Kitaptaki salça lekesi

8118017014_7876d1f0cb_oDışarıda top koşturan çocukların çığlıklarını duyarken evde kitap okumak… Zor değildi eğer o kitabı çocuk kendi isteğiyle eline almışsa. Kitaptan yükselen sesler bütün dış sesleri perdelerdi ve sayfalar da perdelerdi gerçek dünyanın pencerelerinde. Bir de siyah beyaz televizyonlar vardı evlerin başköşelerinde. Sınırlı yayın saatlerinden dolayı üzerine dantel koyup kaldırmanın ev halkına eziyet gelmediği yıllar. En çok bir adet siyah beyaz bir çizgi film, kitabını okuyan bir çocuğun en çok yarım saat aklını çelebiliyordu.

Çizgi filmlerin hayal gücüne yer bırakmayan hikâyelerine karşın, kitap okuyan bir çocuk, elindeki senaryoyu istediği rejiyle sahneye koyar ve yine kendisi seyreder. Öğrenme, gelişme, zenginleşme kaygısı duymadan sadece eğlence için okunan kitaptır en iyi dost. Diğerleri dost filan değildir, zoraki arkadaşlık ilişkisinde oldukların gibidir farklı kaygılarla okunan kitaplar. İşin kötüsü eğlence için okunan kitap kadar da etkileri kalıcı olmaz, faydaları geçicidir. Zenginleşmeyi, nihayetinde zevkle ve merakla okunan kitap sağlar.

O yıllarda anne babalar çok zorlanmıyorlardı çocuklarına okuma alışkanlığını vermede. Zaten eğlence için bulunabilen alternatifler arasında en cazip olan belki de kitap, dergi vs. okumaktı. Küçük bir yönlendirmeyle çocuk doğal eğlence mecrasını buluyordu. Bugünse işler, anne babalar için biraz daha zorlaşmış durumda. Bilgisayarın ve türevlerinin etkisi altındaki çocuğu bu etkiden kurtarmak, profesyonel yaklaşıma sahip anne babalar gerektiriyor. Televizyon ise eskiye nazaran çeşitliliği ve albenisi ile her yaştan insanı kitaplardan uzak tutabilme becerisine sahip.

**Amaç 1:** Kitap okuma yazısında "Kitaptaki salça lekesi" sözcükleriyle başlayan ve "saat aklını çelebiliyordu." ile sona eren bölümü aynen yeniden yazın.
**Amaç 2:** Kitap okuma yazısına göre siyah beyaz bir çizgi film, kitabını okuyan bir çocuğun aklını en çok ne kadar süre çelebiliyordu?
**Amaç 3:** Kitap okuma yazısını son cümlesinden itibaren sürdürün.

**Sağlanan Materyal:**
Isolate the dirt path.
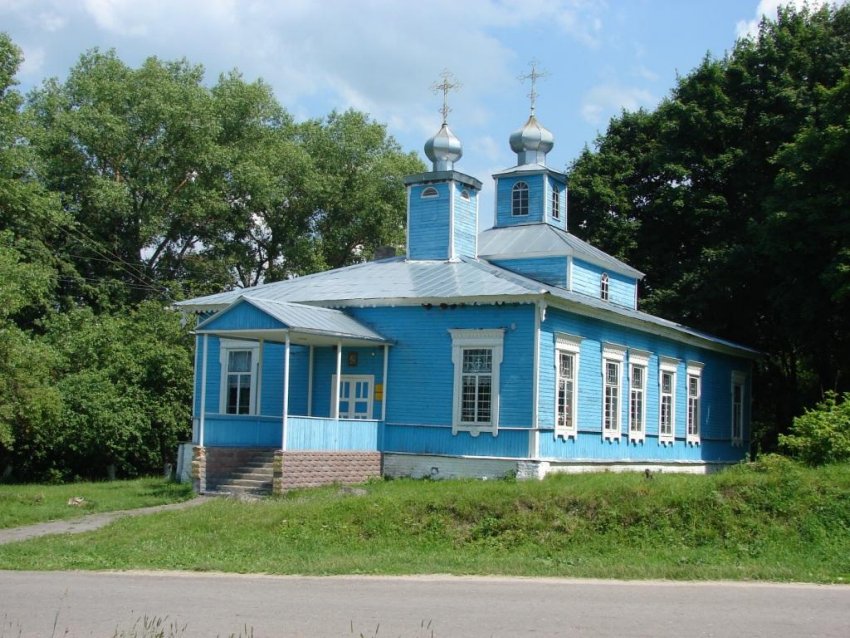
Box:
[0,496,211,545]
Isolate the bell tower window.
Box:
[511,182,528,216]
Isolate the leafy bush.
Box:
[779,392,850,465]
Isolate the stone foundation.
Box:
[273,450,382,494]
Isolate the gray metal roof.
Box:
[176,257,760,357]
[478,223,643,279]
[175,257,544,311]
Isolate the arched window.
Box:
[511,182,528,215]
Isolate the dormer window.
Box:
[511,182,528,216]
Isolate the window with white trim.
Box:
[602,343,626,439]
[555,334,581,439]
[219,339,259,414]
[686,361,703,444]
[658,357,679,443]
[732,371,747,445]
[629,350,650,442]
[449,328,505,436]
[511,182,528,216]
[552,186,561,219]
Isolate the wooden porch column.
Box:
[307,346,313,416]
[198,335,209,447]
[381,344,390,423]
[280,332,289,452]
[334,341,342,421]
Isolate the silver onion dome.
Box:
[511,114,555,166]
[425,122,463,171]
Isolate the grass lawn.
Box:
[0,460,850,583]
[0,478,192,528]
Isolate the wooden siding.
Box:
[539,308,750,460]
[492,257,567,288]
[496,174,546,226]
[572,259,637,309]
[201,301,286,330]
[406,182,450,262]
[286,416,383,452]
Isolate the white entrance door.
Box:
[331,374,375,419]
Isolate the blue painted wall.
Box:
[492,257,567,288]
[350,304,534,456]
[496,173,547,226]
[572,259,637,309]
[539,308,750,460]
[407,182,451,259]
[453,183,478,258]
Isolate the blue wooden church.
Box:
[177,102,758,498]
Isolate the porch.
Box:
[186,297,390,498]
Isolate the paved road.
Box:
[0,572,850,638]
[0,496,210,548]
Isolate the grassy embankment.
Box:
[0,459,850,583]
[0,478,192,529]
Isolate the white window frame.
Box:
[218,339,262,416]
[552,184,561,221]
[511,181,530,217]
[629,350,651,443]
[449,328,505,436]
[658,357,679,445]
[331,374,375,421]
[602,343,626,441]
[729,370,747,446]
[555,333,582,440]
[685,361,704,445]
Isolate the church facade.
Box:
[177,106,758,491]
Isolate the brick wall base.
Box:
[274,451,381,494]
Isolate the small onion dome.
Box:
[511,115,555,165]
[425,123,463,171]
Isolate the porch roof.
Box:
[196,295,390,345]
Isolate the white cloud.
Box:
[581,84,657,125]
[735,0,847,38]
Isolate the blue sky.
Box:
[0,0,845,227]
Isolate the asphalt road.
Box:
[0,571,850,638]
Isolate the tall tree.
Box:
[570,5,850,445]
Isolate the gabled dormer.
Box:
[404,120,481,261]
[493,113,567,230]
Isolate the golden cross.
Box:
[518,60,549,115]
[431,69,463,124]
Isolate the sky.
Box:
[0,0,836,227]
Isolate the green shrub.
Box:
[779,392,850,465]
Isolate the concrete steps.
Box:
[206,451,274,497]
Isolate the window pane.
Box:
[463,348,493,374]
[227,350,251,372]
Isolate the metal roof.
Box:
[175,257,544,311]
[478,223,643,279]
[175,258,761,357]
[197,294,388,343]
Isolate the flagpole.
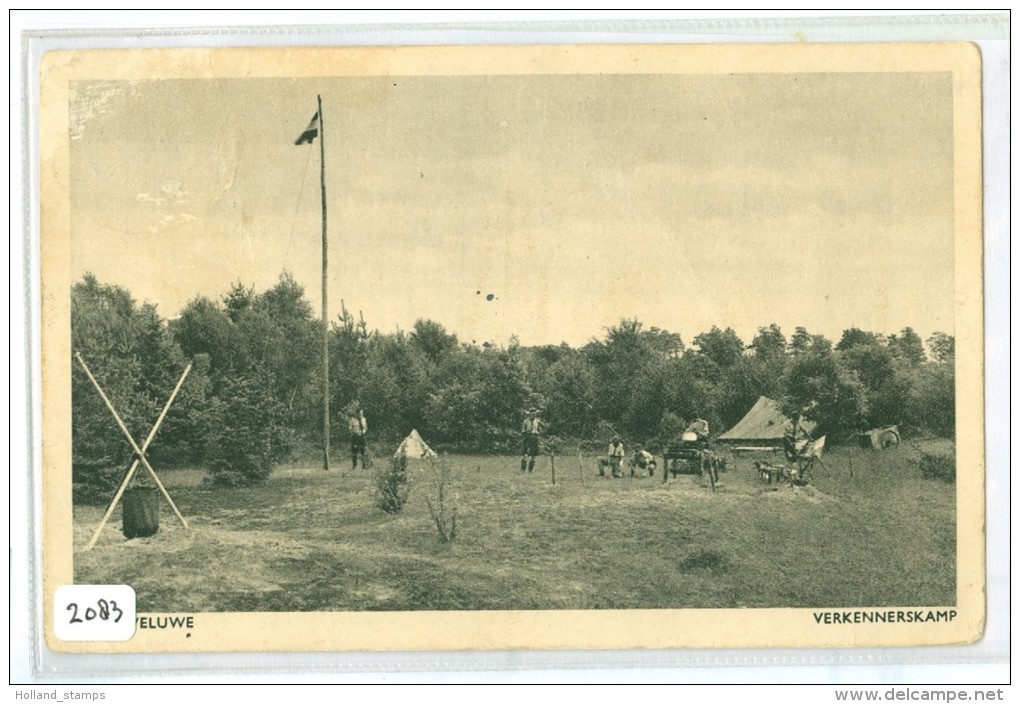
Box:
[316,95,329,470]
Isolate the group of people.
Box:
[599,436,657,479]
[520,408,709,477]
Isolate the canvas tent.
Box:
[393,430,436,459]
[717,396,815,447]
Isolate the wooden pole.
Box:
[85,364,191,550]
[316,90,329,470]
[74,352,188,527]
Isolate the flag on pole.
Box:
[294,112,318,146]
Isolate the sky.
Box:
[69,72,955,345]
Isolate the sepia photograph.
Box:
[40,44,985,652]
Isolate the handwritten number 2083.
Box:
[67,599,124,623]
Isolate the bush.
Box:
[918,452,956,484]
[71,460,122,506]
[425,460,457,543]
[205,378,286,487]
[375,457,410,513]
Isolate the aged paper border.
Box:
[38,44,985,653]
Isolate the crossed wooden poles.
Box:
[74,352,192,550]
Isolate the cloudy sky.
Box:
[69,72,954,345]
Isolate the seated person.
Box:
[630,445,655,476]
[684,418,709,448]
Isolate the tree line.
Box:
[71,273,956,500]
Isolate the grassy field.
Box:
[74,443,956,612]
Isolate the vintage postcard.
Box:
[37,43,985,653]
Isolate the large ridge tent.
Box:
[716,396,815,447]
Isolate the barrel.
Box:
[123,487,159,540]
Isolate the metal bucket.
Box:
[123,487,159,540]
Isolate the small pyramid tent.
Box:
[393,430,437,459]
[716,396,815,445]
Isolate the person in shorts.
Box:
[520,408,542,473]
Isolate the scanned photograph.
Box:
[41,45,984,651]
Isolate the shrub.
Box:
[918,452,956,484]
[71,459,122,506]
[425,460,457,543]
[205,378,286,487]
[375,457,410,513]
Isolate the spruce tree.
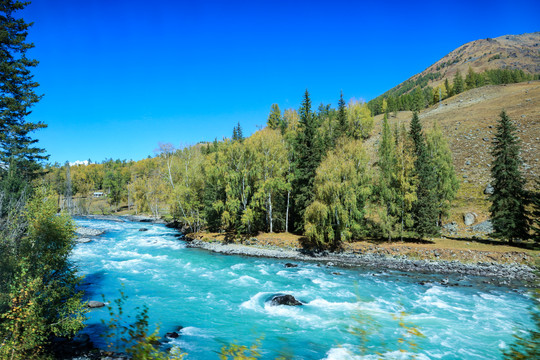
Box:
[410,112,439,238]
[266,104,281,129]
[0,0,48,179]
[452,70,464,95]
[378,114,399,240]
[292,89,321,232]
[532,179,540,243]
[489,110,529,242]
[444,78,454,98]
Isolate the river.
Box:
[71,219,534,359]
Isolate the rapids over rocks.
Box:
[72,218,534,359]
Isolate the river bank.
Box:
[186,235,537,287]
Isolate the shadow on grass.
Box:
[445,236,540,250]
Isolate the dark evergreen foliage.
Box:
[489,111,529,242]
[336,91,347,137]
[410,112,439,237]
[0,0,48,178]
[292,89,321,233]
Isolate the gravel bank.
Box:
[187,240,536,285]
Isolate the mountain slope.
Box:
[374,32,540,100]
[367,81,540,228]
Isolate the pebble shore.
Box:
[187,240,537,285]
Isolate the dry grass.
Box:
[188,232,540,264]
[372,81,540,225]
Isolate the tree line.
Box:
[368,66,540,115]
[45,90,464,248]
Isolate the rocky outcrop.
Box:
[270,294,302,306]
[484,184,495,195]
[472,220,493,233]
[75,226,105,237]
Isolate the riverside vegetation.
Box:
[0,0,539,359]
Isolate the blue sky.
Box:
[21,0,540,162]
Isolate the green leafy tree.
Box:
[426,122,459,226]
[266,104,281,130]
[0,0,48,178]
[489,110,529,242]
[0,189,86,360]
[250,129,289,232]
[305,139,372,249]
[410,112,438,238]
[452,70,465,95]
[292,89,321,232]
[336,91,347,138]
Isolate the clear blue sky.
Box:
[21,0,540,162]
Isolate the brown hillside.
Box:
[368,81,540,223]
[391,32,540,95]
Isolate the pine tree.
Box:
[452,70,464,95]
[410,112,439,238]
[532,179,540,243]
[426,122,459,226]
[489,110,529,242]
[0,0,48,178]
[292,89,321,232]
[444,78,454,98]
[378,114,399,240]
[266,104,282,129]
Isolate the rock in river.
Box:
[88,301,105,309]
[270,295,302,306]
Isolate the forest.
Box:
[43,90,458,248]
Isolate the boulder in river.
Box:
[270,294,302,306]
[88,300,105,309]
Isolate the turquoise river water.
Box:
[72,219,534,359]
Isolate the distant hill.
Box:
[370,32,540,110]
[366,80,540,226]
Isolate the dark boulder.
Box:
[88,301,105,309]
[270,295,302,306]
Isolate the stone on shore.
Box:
[88,300,105,309]
[75,226,105,237]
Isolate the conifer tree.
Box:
[532,179,540,243]
[410,112,438,238]
[266,104,281,129]
[0,0,48,178]
[292,89,321,232]
[394,124,416,241]
[426,122,459,226]
[489,110,529,242]
[378,114,399,240]
[444,78,454,98]
[452,70,464,95]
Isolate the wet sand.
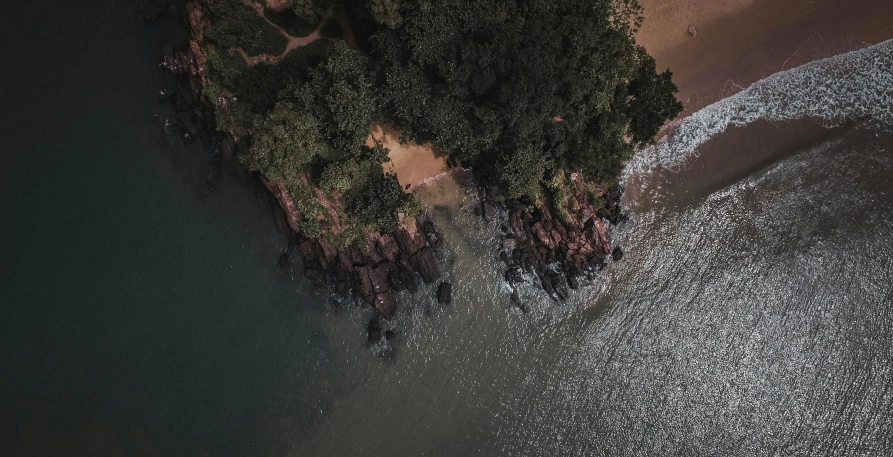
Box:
[637,0,893,112]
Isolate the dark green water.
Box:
[0,0,338,455]
[0,0,893,456]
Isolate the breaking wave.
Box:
[624,40,893,177]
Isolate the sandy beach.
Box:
[384,0,893,188]
[366,124,448,189]
[637,0,893,111]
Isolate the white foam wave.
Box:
[624,40,893,177]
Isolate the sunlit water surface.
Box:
[0,1,893,456]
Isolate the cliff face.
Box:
[162,1,623,318]
[160,1,443,318]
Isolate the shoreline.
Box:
[152,0,893,334]
[636,0,893,112]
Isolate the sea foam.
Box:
[624,40,893,178]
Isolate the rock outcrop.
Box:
[480,175,626,302]
[159,0,441,326]
[298,217,440,318]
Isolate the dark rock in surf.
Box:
[437,282,453,305]
[567,274,580,290]
[366,318,381,344]
[611,246,623,262]
[412,246,440,284]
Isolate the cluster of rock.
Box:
[481,175,626,312]
[154,1,452,324]
[298,220,452,318]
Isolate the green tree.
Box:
[295,41,378,152]
[373,0,680,198]
[242,102,334,186]
[205,0,288,55]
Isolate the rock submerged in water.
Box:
[611,246,623,262]
[437,282,453,305]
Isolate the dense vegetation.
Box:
[205,0,681,242]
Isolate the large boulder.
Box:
[437,282,453,305]
[412,246,440,284]
[366,317,381,344]
[375,291,397,319]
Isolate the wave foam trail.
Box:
[624,40,893,177]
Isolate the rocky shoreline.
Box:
[143,1,625,334]
[479,176,627,312]
[152,1,452,326]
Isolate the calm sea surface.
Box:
[0,0,893,456]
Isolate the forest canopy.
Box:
[204,0,682,240]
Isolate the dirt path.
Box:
[232,0,326,67]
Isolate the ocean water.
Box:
[0,0,893,456]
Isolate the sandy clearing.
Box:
[366,124,449,188]
[637,0,893,112]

**Yazılı Yanıt 1:**
Kitaptaki salça lekesi

8118017014_7876d1f0cb_oDışarıda top koşturan çocukların çığlıklarını duyarken evde kitap okumak… Zor değildi eğer o kitabı çocuk kendi isteğiyle eline almışsa. Kitaptan yükselen sesler bütün dış sesleri perdelerdi ve sayfalar da perdelerdi gerçek dünyanın pencerelerinde. Bir de siyah beyaz televizyonlar vardı evlerin başköşelerinde. Sınırlı yayın saatlerinden dolayı üzerine dantel koyup kaldırmanın ev halkına eziyet gelmediği yıllar. En çok bir adet siyah beyaz bir çizgi film, kitabını okuyan bir çocuğun en çok yarım saat aklını çelebiliyordu.

**Yazılı Yanıt 2:** En çok yarım saat.

**Yazılı Yanıt 3:**
Bu yazıda çocuklarınıza kitap okutabilmek için sihirli çözümler umuyorsunuz değil mi bu bilinenlerin sıralanmasından sonra? Herkese uyan tuhafiye bir çözümü yok bu işin ne yazık ki. Başarabilenler için, çocukların elinde en cazip eğlence aracı olarak kitapların bırakılması bir çözüm olabilir ancak. Ama bu çözümü kim kolayca uygulayabilir ki? Çocuğun ebeveynlerine gardiyan gözüyle bakmaya başlaması da cabası… Çocuk diğer çeldiricileri keşfetmeden önce kitapla tanışırsa kitapla güzel bir birlikteliğe yelken açar. Çocuk neyden hoşlanıyorsa ona ait kitaplar ve dergiler okumalı ki kitapları kendi dünyasından öğeler olarak kabul edebilsin.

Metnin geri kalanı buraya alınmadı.